TO BE DONE
Without omitting anything, retype the data that follows.

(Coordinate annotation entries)
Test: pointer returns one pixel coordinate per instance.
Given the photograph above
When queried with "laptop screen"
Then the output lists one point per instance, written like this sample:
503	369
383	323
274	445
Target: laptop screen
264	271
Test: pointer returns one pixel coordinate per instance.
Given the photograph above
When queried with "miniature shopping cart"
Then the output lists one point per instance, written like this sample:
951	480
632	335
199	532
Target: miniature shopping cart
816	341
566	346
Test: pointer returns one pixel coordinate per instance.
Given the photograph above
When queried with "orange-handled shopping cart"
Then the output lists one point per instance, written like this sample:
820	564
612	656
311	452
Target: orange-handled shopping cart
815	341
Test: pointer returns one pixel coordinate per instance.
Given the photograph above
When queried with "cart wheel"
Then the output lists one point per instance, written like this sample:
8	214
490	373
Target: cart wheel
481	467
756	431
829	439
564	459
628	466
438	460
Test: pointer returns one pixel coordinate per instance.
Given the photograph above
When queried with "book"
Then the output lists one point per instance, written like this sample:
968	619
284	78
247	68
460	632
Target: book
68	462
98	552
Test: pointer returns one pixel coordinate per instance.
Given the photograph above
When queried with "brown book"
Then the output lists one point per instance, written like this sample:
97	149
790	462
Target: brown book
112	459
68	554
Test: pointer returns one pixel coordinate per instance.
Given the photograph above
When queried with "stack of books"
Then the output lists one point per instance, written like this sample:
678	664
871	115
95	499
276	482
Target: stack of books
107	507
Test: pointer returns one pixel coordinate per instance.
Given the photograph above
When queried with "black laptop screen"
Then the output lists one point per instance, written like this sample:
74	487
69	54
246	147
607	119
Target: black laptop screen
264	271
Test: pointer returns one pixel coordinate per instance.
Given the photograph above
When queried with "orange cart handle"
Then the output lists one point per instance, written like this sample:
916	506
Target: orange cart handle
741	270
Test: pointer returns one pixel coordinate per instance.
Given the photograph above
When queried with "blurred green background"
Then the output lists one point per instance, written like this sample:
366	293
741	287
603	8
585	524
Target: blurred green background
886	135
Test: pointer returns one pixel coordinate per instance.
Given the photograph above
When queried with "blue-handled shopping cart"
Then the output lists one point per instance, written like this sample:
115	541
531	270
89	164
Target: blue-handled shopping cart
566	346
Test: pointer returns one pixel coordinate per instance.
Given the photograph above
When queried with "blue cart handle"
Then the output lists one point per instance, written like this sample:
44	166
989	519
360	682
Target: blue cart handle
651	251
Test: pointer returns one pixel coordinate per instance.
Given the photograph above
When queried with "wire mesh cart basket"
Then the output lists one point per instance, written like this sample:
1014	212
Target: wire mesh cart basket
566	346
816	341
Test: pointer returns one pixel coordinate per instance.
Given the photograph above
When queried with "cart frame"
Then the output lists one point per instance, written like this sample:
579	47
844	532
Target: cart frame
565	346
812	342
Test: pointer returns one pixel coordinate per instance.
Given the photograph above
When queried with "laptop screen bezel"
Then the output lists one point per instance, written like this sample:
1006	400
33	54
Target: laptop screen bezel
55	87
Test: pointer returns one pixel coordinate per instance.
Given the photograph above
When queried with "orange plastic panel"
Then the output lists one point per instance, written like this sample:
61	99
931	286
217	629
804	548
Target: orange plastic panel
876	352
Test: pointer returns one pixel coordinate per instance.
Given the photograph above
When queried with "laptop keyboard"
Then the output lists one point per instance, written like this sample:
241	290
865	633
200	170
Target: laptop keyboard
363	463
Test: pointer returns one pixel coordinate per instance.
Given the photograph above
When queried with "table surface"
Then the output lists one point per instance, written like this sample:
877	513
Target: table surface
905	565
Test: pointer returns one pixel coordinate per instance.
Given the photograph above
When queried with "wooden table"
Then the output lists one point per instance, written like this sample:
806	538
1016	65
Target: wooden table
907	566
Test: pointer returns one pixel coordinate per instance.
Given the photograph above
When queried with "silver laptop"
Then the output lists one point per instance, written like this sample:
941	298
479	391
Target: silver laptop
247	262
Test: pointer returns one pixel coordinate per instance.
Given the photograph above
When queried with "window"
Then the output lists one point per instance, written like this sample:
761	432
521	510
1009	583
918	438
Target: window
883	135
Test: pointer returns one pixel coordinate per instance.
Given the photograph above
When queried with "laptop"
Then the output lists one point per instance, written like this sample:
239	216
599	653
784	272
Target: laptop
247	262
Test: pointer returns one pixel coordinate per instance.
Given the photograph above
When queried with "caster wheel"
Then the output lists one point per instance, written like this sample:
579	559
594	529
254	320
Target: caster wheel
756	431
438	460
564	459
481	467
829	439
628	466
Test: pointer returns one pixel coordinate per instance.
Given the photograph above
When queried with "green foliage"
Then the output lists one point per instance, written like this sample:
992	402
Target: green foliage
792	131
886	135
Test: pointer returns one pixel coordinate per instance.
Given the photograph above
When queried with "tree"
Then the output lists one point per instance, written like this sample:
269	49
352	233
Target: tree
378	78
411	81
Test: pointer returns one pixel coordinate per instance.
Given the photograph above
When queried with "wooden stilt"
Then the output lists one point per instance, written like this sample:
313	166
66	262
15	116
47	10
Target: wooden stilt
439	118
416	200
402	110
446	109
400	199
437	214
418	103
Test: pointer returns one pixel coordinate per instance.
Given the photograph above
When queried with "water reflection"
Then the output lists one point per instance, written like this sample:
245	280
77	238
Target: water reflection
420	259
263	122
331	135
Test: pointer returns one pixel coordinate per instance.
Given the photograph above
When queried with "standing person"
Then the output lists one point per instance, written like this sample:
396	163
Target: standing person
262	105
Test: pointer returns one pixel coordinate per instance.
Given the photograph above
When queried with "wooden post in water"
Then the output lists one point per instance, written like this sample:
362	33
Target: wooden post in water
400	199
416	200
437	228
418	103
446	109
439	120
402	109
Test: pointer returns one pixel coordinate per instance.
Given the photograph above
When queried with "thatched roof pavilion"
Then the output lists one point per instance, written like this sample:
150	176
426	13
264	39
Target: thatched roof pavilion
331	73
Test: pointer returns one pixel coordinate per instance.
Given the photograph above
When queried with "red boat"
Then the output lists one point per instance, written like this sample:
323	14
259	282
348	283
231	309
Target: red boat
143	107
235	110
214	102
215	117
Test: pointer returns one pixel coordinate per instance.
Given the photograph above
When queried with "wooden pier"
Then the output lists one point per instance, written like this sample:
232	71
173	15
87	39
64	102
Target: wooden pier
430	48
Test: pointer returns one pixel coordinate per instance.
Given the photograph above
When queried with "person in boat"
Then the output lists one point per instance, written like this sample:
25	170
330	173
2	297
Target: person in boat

RESPONSE FOR THIS EXERCISE
Test: pointer returns one pixel coordinate per instance.
Given the photograph above
When queried with "laptop screen"
Then the output lists one point per instance, written like this sample:
503	369
383	323
274	445
Target: laptop screen
264	271
Test: pointer returns one pixel coordinate per instance.
Given the photograph above
When queried with "miniature shopping cart"
Then the output lists one point per instance, written like this sample:
951	480
632	335
199	532
Target: miniature shopping cart
816	341
566	346
Test: pointer returns one pixel coordinate per instance.
Given the photograph above
When queried with "orange-handled shopping cart"
Then the output lists one point per instance, written like this sample:
820	564
612	656
311	452
Target: orange-handled shopping cart
815	341
Test: pointer returns one pixel coordinate per instance.
Given the photograph above
When queried with "cart wheel"
Then the output lists one point per instance, written like this sample:
8	214
490	373
Target: cart wheel
481	467
756	431
829	439
564	459
628	466
438	460
Test: pointer returns one pixel coordinate per instance.
Given the photograph above
When queried with "book"
Then the output lists one point per instance, written like this sample:
968	619
284	78
247	68
460	632
Target: book
68	462
98	552
Test: pointer returns one pixel coordinate per instance.
Given the photograph above
When queried with "brown book"
Then the output lists one point per instance, written like this sample:
97	149
790	462
Target: brown book
112	459
68	554
Test: pointer returns one pixel coordinate per instance.
Given the photograph above
When queried with "stack of books"
Then the output lists one point per instance, written like this sample:
678	664
871	115
95	499
276	482
Target: stack of books
107	507
Test: pointer returns one pixel coordinate per instance.
Given the photograph above
When queried with "black laptop screen"
Then the output lists one point per instance, written like this sample:
74	487
69	54
246	147
607	119
Target: black laptop screen
264	271
Test: pointer returns one pixel coordinate per instance.
Given the photograph above
When queried with "orange cart handle"
Then the output lists one point per instance, written like this sample:
916	506
Target: orange cart handle
741	270
Test: pointer returns one pixel coordinate per instance.
Given the photograph above
When queried with "blurred green background"
Then the output lists one point per instance, written like this sample:
366	293
741	287
603	8
585	524
Target: blurred green background
886	135
Test: pointer returns one pixel coordinate per instance.
Given the photograph above
When queried with "blue-handled shopping cart"
Then the output lists one point per instance, written like this sample:
115	541
531	270
89	164
Target: blue-handled shopping cart
566	346
Test: pointer returns one pixel coordinate per instance.
Given the photograph above
When queried with "blue cart handle"
Then the output lists one point per instance, written like this sample:
44	166
989	519
360	682
Target: blue cart handle
651	251
Test: pointer returns one pixel coordinate per instance.
Given the photograph above
When queried with "wire mesh cart basket"
Then the output lists one point per instance, written like this sample:
1014	212
Target: wire mesh cart basket
566	346
816	341
Test: pointer returns one pixel coordinate per instance.
Given the photograph above
When queried with "cart frame"
Then the output lists one point per instance, written like this sample:
579	47
844	532
Target: cart frame
565	346
812	342
Test: pointer returns one pixel coordinate per instance.
Given the photograph above
When queried with "laptop screen bezel"
Then the output lists one point per instance, written like this sample:
1006	400
33	54
Target: laptop screen bezel
55	87
Test: pointer returns one pixel coordinate per instance.
Given the photograph above
When queried with "orange plastic panel"
Then the output lists one point per instance, written like this sample:
61	99
931	286
217	629
804	548
Target: orange plastic panel
876	352
Test: pointer returns one pixel coordinate per instance.
Given the photograph above
When queried with "laptop keyboard"
Then the output lists one point per instance, written like this sample:
241	290
865	633
200	170
Target: laptop keyboard
363	463
Test: pointer returns one pixel coordinate per instance.
Given the photograph above
When queried with "table surface"
Then the output lists one point per instance, written like this sample:
877	513
Target: table surface
905	565
Test: pointer returns one pixel coordinate per instance.
Given the photograph above
When queried with "wooden table"
Then the output lists one point per instance, written like this sample:
806	538
1016	65
Target: wooden table
907	566
Test: pointer returns one pixel coordinate per instance.
Given the photograph above
When queried with "silver laptop"
Then the output lists one point per instance, written like this sample:
941	298
479	391
Target: silver laptop
247	262
Test: pointer returns one pixel coordinate per instance.
Given the photograph above
When queried with "window"
Then the output lists one point per instance, written like this sample:
761	432
521	510
1009	583
918	438
Target: window
883	135
Test: pointer returns one pixel coordinate per instance.
Given the photograph above
When queried with "laptop"
Then the output lists one point per instance, written like this sample:
239	216
599	653
784	272
Target: laptop
247	262
Test: pointer returns one pixel coordinate per instance.
Given the photograph above
When queried with "caster wheel"
Then the output lists one point per instance, written like this sample:
579	559
594	529
254	320
Target: caster wheel
756	431
438	460
564	459
481	467
829	439
628	466
Test: pointer returns one pixel coordinate per instance.
Given the photograph above
When queried with "green foliage"
Then the output lists one point per instance, written like this sample:
992	402
Target: green foliage
792	131
886	135
Test: pointer returns one pixel coordinate per instance.
Given the photograph above
When queried with "tree"
Then the output lists one point per instance, written like this sample:
269	49
352	233
Target: tree
378	78
411	81
Test: pointer returns one pixel coordinate per instance.
Given the photograph above
When queried with "wooden stilt"
Then the output lists one point per instance, written like this sample:
313	166
66	262
15	116
47	10
Target: wooden stilt
439	118
416	200
402	110
446	109
400	199
437	214
418	103
Test: pointer returns one pixel coordinate per instance.
Given the photograph above
When queried with "water reflection"
Then the output lists one point per instance, written like this sample:
245	280
77	238
Target: water reflection
420	259
263	122
331	135
Test: pointer returns one pixel coordinate per instance.
Given the photograph above
When queried with "standing person"
Then the output lists one point per instance, written like this sample:
396	163
Target: standing person
262	105
Test: pointer returns one pixel coordinate per instance.
Given the photograph above
When queried with "wooden post in water"
Then the output lists one point per instance, written like this sample:
362	33
Target: wooden post in water
400	199
416	200
437	228
418	103
446	109
439	120
402	109
Test: pointer returns one pixel coordinate per instance.
Given the photograph above
When queried with "thatched roof pavilion"
Then the output lists one point per instance, written like this sample:
150	176
426	13
264	39
Target: thatched roof pavilion
331	73
Test: pointer returns one pixel coordinate per instance.
Given the photograph above
When queried with "red boat"
Then the output lists one point per instance, written like this sample:
323	14
259	282
348	283
231	309
Target: red boat
143	107
235	110
214	102
215	117
Test: pointer returns one pixel coordinate per instance.
Given the photograph above
When queried with "wooden pier"
Then the output lists one point per instance, written like this sample:
232	71
173	15
87	39
64	102
Target: wooden pier
430	48
Test: pointer returns one pixel coordinate per instance.
Given the photograph above
When queried with "person in boat"
Then the output lists one point per instance, written like this sample:
25	170
330	173
2	297
Target: person in boat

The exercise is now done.